→ **Tarefa a**
Extraia dos registros, sem nenhuma alteração, as linhas que vão da linha com "Q: Detect the reflection" até o final dos registros, incluindo ambas as extremidades.

→ **Fonte**
↓

«Como amar a Deus sobre todas as coisas?
Sinto muito maior comoção ao pensar em meus pais e amigos do que ao pensar em Deus. Por isto também me parece que não tenho contrição dos pecados; nada sinto ao recordar-me deles».
1. A questão se resolve
sem grande dificuldade, desde que se leve em conta a distinção entre
amor afetivo e amor apreciativo ou efetivo.
a) O amor afetivo é a atração que
experimentamos frente a determinada pessoa pelo fato de a estarmos
percebendo mediante os sentidos (os olhos, os ouvidos…). Somos então
«impressionados» de maneira sensível; em consequência, a nossa natureza
corpórea vibra espontaneamente — o que se manifesta mediante sorriso,
estremecimento, lágrimas, pranto, rubor, palidez, etc. Tais reações
podem escapar ao controle da vontade; embora muito abalem o indivíduo,
são, por vezes, algo de infra-humano. Não são motivadas pela dignidade
da pessoa ou do objeto que impressionam (pode mesmo acontecer que pessoa
pouco digna provoque grande comoção sensível).
É natural que as pessoas com quem mais
intimamente convivemos, como genitores, familiares e amigos, despertem
em nossa sensibilidade mais vivas reações ou emoções. Tais emoções podem
ser moralmente boas e sadias, desde que tenham motivo reto (assim a
emoção que experimentamos ao pensar em pai e mãe é moralmente boa);
contudo essas emoções sensíveis não são critério de verdadeiro amor,
pois ficam abaixo do plano em que se localiza o amor propriamente dito
(plano da inteligência e da vontade). A emoção sensível é, na melhor das
hipóteses, algo que acompanha o genuíno amor, mas não o caracteriza.
b) O amor apreciativo é a atração que se
deriva da apreciação ou da consideração inteligente do valor que nos é
proposto. Quem, por exemplo, reflete sobre o que Deus é, verifica que é o
Sumo Valor; se, em consequência, concebe o propósito de Lhe aderir
incondicionalmente, está amando a Deus com amor apreciativo,… e amor
apreciativo que, no caso, é sumo ou está acima de todas as coisas.
Tal amor pode não provocar reação alguma
em nossa natureza sensível, pois ele não depende de contato sensitivo
(dos olhos, dos ouvidos…), e, sim, de uma reflexão da inteligência. É,
por isto, muito digno e muito mais característico da nobreza humana do
que o amor afetivo.
Leia também: Amar a Deus pelo que Ele é
Por conseguinte, para que alguém cumpra o
preceito de amar a Deus sobre todas as coisas, não se requer que vibre
sensivelmente ao pensar em Deus, mas que esteja firmemente disposto a
tudo sacrificar (até mesmo o deleite de conviver com os parentes e
amigos), a fim de não perder a união com o Senhor, ou seja, a fim de não
pecar. Para averiguar se possui tal amor, o cristão examinará o zelo
que emprega para evitar as ocasiões de pecado, combater as tentações e
progredir na vida espiritual. É, pois, pela prática cotidiana ou pelos
efeitos (não pelos sentimentos emotivos) que se verifica a existência do
amor apreciativo.

↑

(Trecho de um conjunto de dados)
↓

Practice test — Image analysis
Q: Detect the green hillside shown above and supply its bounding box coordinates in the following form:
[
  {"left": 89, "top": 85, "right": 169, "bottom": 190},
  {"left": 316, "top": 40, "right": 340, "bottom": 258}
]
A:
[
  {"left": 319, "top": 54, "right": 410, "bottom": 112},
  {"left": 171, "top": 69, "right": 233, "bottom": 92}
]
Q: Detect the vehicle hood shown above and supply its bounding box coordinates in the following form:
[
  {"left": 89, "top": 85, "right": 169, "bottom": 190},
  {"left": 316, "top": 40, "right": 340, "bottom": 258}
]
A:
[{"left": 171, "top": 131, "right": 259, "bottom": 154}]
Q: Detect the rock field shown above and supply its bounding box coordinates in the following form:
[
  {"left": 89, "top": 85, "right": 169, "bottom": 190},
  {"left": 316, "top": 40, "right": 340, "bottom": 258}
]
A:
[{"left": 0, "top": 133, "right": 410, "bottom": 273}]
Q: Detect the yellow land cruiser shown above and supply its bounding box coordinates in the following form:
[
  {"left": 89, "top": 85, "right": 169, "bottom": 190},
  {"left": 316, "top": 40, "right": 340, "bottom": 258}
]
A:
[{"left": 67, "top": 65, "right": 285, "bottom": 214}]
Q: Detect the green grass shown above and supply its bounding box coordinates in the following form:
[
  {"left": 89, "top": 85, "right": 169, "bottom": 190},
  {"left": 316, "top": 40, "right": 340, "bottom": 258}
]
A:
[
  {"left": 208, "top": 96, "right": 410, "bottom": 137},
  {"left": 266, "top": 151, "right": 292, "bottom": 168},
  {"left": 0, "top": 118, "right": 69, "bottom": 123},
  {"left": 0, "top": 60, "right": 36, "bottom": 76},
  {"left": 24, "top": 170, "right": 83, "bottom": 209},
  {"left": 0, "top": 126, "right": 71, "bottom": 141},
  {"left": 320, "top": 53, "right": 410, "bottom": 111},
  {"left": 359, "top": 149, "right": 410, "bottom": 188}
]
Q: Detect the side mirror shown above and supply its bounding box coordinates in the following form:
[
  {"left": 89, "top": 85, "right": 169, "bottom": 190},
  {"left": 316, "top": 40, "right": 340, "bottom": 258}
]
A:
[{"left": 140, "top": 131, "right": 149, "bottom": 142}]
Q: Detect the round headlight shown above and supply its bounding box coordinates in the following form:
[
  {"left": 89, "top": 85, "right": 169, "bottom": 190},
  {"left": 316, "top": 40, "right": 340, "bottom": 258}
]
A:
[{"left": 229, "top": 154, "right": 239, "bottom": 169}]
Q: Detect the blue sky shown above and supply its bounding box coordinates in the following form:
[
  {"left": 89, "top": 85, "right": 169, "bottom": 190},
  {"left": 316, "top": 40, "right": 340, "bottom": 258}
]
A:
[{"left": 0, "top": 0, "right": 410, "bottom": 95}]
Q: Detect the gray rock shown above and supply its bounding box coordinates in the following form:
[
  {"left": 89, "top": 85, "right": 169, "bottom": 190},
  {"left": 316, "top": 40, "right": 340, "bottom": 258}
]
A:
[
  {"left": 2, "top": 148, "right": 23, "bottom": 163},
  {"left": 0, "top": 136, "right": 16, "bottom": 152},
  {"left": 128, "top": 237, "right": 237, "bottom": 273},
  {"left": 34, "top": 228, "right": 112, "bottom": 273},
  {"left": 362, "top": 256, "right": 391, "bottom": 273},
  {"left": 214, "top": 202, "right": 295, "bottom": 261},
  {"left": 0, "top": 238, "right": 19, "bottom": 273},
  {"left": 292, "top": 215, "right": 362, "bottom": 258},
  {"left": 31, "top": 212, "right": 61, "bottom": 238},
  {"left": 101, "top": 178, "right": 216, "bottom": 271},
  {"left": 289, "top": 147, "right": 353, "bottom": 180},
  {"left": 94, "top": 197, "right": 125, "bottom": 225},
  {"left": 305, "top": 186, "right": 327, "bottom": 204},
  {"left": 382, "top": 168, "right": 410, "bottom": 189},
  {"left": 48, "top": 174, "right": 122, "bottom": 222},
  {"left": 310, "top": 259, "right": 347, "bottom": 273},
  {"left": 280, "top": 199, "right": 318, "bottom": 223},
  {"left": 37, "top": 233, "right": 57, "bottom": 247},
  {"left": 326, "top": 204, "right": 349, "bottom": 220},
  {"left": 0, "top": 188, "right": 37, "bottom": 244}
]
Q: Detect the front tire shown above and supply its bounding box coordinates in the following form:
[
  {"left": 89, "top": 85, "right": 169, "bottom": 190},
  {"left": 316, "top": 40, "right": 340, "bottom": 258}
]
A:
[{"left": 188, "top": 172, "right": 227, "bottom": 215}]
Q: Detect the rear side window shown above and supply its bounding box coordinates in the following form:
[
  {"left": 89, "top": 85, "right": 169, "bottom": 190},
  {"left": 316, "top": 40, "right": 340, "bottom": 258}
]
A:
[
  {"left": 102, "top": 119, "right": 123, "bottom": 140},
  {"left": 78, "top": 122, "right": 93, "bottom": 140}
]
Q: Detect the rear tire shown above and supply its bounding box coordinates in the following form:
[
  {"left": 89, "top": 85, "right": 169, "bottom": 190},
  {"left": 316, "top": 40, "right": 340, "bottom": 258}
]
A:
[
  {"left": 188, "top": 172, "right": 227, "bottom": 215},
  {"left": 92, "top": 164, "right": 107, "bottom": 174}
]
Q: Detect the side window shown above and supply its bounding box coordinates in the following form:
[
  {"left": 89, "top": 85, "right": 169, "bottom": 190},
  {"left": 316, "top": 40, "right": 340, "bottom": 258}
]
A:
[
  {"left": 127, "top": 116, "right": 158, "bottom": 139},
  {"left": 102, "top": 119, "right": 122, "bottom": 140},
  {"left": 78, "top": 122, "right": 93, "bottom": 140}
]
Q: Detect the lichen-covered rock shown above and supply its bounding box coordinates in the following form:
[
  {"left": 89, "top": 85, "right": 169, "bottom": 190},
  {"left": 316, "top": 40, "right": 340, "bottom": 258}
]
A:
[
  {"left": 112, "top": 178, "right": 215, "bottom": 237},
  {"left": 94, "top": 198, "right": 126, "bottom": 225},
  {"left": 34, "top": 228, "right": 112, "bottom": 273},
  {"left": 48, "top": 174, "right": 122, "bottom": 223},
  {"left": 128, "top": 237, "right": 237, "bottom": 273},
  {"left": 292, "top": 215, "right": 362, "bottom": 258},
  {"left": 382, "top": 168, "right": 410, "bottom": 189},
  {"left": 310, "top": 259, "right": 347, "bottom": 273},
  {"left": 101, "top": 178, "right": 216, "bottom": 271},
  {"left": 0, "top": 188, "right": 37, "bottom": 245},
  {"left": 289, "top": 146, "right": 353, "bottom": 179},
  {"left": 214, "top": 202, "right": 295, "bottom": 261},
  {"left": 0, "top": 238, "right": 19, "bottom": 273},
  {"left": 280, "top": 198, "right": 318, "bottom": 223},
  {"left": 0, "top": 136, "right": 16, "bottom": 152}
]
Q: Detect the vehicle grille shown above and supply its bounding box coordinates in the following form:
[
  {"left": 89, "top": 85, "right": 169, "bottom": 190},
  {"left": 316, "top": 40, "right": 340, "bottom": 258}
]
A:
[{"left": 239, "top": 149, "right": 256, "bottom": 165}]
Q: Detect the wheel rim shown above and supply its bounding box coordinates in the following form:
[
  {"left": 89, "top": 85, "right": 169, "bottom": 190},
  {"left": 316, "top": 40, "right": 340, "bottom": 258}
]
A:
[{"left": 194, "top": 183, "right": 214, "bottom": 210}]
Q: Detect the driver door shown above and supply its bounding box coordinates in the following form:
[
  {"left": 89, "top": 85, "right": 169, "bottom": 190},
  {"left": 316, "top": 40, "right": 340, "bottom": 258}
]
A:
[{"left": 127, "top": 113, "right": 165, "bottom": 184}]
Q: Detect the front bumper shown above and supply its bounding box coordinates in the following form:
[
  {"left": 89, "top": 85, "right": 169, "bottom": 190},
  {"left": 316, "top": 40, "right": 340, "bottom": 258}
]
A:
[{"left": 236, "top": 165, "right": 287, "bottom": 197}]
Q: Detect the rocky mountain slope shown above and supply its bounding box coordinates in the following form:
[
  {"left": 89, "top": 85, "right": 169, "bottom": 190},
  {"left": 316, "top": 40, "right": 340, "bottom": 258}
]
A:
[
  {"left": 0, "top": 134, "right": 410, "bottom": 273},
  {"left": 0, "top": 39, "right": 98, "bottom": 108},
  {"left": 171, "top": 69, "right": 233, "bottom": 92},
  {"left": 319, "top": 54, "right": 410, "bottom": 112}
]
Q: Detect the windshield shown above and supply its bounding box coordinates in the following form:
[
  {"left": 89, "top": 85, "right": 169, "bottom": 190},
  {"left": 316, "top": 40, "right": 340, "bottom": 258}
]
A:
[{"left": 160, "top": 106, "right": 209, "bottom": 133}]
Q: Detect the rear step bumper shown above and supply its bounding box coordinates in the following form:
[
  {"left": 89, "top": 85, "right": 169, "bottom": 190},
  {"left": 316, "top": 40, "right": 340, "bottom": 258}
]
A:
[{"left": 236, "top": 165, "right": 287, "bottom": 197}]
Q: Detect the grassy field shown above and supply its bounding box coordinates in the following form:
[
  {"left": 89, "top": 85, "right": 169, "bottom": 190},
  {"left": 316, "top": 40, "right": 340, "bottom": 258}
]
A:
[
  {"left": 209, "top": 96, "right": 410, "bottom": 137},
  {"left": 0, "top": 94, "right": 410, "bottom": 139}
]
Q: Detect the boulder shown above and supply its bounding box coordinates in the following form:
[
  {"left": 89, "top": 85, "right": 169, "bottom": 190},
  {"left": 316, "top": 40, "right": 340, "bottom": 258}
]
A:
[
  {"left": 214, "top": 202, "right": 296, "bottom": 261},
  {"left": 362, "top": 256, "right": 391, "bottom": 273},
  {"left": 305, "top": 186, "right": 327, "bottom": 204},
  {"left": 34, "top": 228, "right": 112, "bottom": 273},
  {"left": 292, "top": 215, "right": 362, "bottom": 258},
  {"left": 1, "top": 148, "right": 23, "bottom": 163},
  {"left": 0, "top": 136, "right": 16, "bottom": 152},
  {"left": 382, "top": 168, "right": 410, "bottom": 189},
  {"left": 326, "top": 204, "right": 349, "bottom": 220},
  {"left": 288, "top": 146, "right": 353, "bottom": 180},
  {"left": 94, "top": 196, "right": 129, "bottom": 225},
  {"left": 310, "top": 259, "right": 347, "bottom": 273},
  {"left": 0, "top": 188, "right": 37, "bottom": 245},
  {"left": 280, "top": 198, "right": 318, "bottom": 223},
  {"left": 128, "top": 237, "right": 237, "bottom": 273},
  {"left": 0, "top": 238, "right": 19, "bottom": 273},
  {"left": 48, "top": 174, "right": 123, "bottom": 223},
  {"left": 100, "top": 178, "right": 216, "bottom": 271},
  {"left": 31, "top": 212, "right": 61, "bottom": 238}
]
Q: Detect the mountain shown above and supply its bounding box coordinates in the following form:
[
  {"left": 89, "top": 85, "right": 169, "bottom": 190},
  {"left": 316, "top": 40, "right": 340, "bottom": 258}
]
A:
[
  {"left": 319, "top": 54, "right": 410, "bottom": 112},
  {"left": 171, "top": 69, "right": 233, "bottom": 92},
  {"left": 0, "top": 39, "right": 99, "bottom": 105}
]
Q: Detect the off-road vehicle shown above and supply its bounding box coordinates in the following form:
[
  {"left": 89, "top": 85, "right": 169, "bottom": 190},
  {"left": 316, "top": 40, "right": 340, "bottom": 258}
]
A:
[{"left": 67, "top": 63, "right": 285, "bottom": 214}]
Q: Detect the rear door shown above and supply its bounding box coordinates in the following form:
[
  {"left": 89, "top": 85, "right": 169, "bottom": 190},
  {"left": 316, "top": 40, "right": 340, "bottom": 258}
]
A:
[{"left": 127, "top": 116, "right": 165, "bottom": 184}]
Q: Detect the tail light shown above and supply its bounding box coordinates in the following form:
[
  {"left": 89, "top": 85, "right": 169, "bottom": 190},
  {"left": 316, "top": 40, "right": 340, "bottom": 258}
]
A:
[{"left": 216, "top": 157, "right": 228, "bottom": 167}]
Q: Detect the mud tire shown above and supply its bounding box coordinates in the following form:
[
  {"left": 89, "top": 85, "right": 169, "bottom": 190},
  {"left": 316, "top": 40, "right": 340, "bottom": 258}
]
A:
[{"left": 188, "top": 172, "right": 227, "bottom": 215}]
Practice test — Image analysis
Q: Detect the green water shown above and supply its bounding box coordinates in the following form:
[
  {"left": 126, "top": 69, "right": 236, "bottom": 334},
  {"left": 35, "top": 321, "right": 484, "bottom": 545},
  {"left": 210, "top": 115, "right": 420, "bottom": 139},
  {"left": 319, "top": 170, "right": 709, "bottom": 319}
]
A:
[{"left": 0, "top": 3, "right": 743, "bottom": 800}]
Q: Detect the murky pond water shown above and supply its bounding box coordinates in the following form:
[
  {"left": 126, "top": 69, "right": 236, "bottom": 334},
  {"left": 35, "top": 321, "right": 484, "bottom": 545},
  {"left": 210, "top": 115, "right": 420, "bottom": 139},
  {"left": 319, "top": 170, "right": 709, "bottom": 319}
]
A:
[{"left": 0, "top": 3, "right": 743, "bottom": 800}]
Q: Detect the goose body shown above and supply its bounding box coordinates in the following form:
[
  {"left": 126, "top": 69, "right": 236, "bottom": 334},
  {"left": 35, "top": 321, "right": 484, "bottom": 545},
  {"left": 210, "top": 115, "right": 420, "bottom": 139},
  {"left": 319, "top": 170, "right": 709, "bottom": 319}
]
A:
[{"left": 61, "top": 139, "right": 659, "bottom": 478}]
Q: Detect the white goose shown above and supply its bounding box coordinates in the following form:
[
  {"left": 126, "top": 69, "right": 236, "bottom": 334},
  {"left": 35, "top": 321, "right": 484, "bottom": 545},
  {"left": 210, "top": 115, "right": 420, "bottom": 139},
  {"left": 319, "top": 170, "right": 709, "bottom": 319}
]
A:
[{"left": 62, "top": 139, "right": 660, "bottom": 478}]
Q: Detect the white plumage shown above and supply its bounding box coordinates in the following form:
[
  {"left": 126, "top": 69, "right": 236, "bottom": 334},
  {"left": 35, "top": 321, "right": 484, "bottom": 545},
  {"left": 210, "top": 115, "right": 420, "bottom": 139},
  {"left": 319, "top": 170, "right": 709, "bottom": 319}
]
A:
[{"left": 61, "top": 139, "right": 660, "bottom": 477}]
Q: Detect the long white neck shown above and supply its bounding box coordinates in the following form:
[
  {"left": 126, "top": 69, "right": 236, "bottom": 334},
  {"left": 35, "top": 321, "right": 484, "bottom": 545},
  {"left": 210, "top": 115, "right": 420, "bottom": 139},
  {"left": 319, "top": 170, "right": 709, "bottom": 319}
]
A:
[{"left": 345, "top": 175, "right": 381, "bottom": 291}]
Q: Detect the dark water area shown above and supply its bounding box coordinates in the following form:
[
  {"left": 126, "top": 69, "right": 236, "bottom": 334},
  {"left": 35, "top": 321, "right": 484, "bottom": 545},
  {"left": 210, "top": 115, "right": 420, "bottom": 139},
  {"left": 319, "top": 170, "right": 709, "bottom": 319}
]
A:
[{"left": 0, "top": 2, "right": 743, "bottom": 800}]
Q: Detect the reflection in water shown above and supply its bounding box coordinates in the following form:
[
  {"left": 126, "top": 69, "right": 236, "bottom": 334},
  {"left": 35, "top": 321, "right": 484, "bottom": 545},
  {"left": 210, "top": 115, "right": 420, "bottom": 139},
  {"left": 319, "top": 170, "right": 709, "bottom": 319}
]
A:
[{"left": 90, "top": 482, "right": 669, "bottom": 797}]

↑

→ **Tarefa b**
Copie fielmente do texto sobre o amor a Deus o trecho que vai de "Sinto muito maior" até "apreciativo ou efetivo.", inclusive.

→ **Resultado da tarefa a**
Q: Detect the reflection in water shown above and supply its bounding box coordinates in the following form:
[
  {"left": 126, "top": 69, "right": 236, "bottom": 334},
  {"left": 35, "top": 321, "right": 484, "bottom": 545},
  {"left": 210, "top": 115, "right": 420, "bottom": 139},
  {"left": 319, "top": 170, "right": 709, "bottom": 319}
]
A:
[{"left": 90, "top": 482, "right": 669, "bottom": 797}]

→ **Resultado da tarefa b**
Sinto muito maior comoção ao pensar em meus pais e amigos do que ao pensar em Deus. Por isto também me parece que não tenho contrição dos pecados; nada sinto ao recordar-me deles».
1. A questão se resolve
sem grande dificuldade, desde que se leve em conta a distinção entre
amor afetivo e amor apreciativo ou efetivo.